AIM - List every line in the entries below that contains the word "rock".

◇ ◇ ◇ ◇

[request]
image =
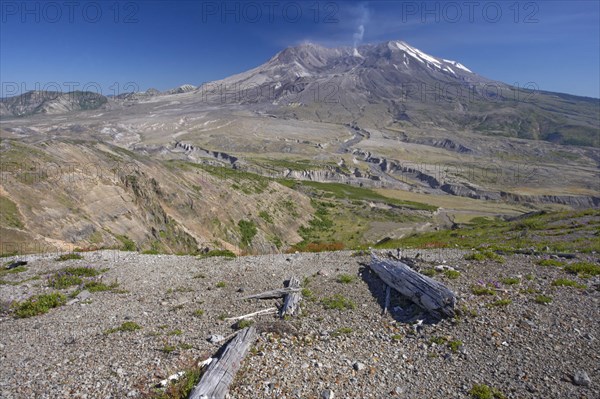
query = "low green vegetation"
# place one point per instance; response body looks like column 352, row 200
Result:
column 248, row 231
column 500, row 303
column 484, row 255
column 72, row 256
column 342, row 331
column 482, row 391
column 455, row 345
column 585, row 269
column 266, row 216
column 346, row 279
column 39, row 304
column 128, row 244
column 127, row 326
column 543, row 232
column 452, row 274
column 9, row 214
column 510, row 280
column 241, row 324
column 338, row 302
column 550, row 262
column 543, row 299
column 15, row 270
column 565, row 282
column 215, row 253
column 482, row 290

◇ ◇ ◇ ◇

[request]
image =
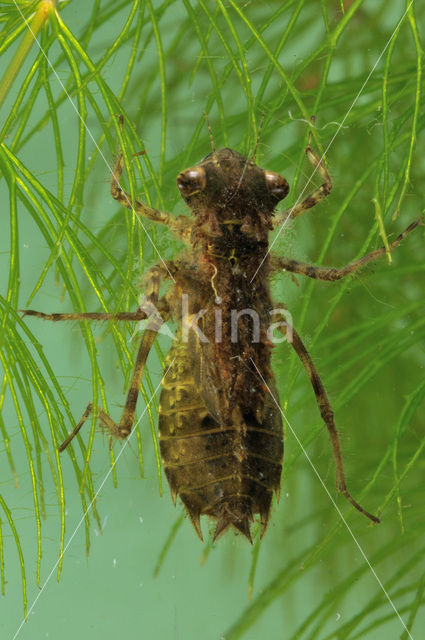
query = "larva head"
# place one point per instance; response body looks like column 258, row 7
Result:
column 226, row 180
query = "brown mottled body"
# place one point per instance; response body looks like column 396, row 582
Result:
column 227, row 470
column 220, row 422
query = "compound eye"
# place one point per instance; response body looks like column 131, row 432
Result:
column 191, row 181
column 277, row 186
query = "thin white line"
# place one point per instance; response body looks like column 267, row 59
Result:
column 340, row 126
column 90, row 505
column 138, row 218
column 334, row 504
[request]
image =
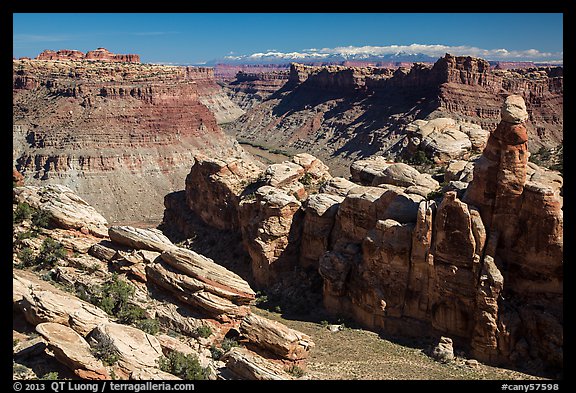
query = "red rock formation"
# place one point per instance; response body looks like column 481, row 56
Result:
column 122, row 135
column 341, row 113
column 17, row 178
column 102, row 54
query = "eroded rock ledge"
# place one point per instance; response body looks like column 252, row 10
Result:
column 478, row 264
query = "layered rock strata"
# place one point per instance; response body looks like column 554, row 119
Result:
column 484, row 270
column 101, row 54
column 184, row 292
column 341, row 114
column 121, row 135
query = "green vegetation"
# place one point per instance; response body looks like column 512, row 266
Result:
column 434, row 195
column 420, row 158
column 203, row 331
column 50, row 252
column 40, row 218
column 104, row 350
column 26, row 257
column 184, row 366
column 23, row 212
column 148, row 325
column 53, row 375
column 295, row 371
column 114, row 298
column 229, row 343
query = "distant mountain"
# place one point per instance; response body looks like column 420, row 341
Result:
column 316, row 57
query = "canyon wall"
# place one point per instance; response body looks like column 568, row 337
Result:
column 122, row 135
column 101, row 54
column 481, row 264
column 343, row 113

◇ ◇ ◇ ◇

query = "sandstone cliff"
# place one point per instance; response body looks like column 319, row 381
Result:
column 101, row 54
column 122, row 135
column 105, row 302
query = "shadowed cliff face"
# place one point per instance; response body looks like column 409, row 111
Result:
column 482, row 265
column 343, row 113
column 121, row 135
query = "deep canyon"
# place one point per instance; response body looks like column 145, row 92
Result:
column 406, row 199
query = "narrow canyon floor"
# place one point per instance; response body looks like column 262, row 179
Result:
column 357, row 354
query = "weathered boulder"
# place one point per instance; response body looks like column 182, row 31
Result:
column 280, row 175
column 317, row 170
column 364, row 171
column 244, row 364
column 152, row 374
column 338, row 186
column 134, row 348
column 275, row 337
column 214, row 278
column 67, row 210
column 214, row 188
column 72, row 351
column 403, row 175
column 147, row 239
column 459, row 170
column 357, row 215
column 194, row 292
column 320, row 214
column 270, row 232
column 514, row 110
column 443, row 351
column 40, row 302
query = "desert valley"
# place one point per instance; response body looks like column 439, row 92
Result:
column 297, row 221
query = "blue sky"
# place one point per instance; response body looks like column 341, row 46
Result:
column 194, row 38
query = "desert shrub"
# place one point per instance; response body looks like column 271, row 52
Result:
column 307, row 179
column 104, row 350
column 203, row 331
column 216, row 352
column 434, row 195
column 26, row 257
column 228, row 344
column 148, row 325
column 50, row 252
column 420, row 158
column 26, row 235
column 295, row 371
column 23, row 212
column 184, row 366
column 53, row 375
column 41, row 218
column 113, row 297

◇ ◇ ◇ ◇

EXERCISE ANSWER -
query = "red rock formation"
query = "eroded rock ledge"
query = "layered rock strata"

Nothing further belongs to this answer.